SOURCE TEXT:
::::::::

In the video, which garnered more than three million views, Mr Cheung is seen hitting the left side mirror of Teo's lorry.
The lorry then suddenly swerved to the left in the direction of Mr Cheung, who fell off his bicycle and onto the grass verge on the side of the road.
Both Mr Cheung and Teo were subsequently arrested within three days of the incident.
Earlier this year, Mr Cheung pleaded guilty to two charges, for committing mischief and causing obstruction by riding his bicycle in the middle of the lane instead of the leftmost side. He was fined $2,800 on April 12.
Teo is contesting his two charges - one for acting rashly as to cause hurt to Mr Cheung, and another for failing to make a police report within 24 hours of the accident.
If convicted of the first charge, Teo could be jailed up to a year and fined up to $5,000. If convicted of the second charge, he could be jailed up to three months or fined up to $1,000 as a first offender.
Among the witnesses called to the stand on Monday was taxi driver Ong Joo Kin, who was driving on the right of Teo's lorry during the time of the incident.
Mr Ong said that he did honk at the lorry, which was trying to cut into his lane.

::::::::

RECORDS PROVIDED:
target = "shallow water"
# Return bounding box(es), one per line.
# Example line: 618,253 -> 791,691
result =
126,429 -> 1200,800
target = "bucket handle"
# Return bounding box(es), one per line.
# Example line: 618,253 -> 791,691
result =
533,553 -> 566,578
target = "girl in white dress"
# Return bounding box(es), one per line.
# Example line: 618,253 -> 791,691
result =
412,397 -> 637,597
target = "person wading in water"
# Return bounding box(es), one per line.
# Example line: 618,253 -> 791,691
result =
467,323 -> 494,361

::::::::

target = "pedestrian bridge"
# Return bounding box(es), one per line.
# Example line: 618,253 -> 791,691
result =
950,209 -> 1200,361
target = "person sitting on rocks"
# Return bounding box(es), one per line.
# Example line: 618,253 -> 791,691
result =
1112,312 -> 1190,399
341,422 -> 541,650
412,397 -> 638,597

::::::::

DIRECTIVES:
• 1. For each statement, say whether it agrees with the cyclist-and-lorry report. Answer yes or no and quote the deciding words. (a) Mr Cheung was fined $2,800 on April 12. (b) Teo has pleaded guilty to both of his charges. (c) Ong Joo Kin was driving on the left of Teo's lorry.
• 2. Write the next passage of the cyclist-and-lorry report, picking up after its final sentence.
The items are separate material, unrelated to the cyclist-and-lorry report.

SOLVED TASKS:
• 1.
(a) Yes: "He was fined $2,800 on April 12."
(b) No: "Teo is contesting his two charges"
(c) No: "who was driving on the right of Teo's lorry during the time of the incident"

• 2.
Meanwhile, the second cyclist in the incident, Mr Nigel Harper, told the court that after Mr Cheung fell off his bicycle, Teo parked his lorry on the side of the road.
As he was approaching Mr Cheung, Teo appeared "upset and quite angry that his side mirror had been broken", said Mr Harper.
"That was the primary conversation," he added.
When asked by Deputy Public Prosecutor Gabriel Choong on how he would compare his reaction to Mr Cheung with Teo's reaction, Mr Harper said: "My response was to check if (Mr Cheung) was okay. The driver didn't appear to be concerned about (Mr Cheung), he was just pointing repeatedly at his wing mirror."
He also said Teo later drove off in his lorry before the ambulance arrived about 20 minutes later.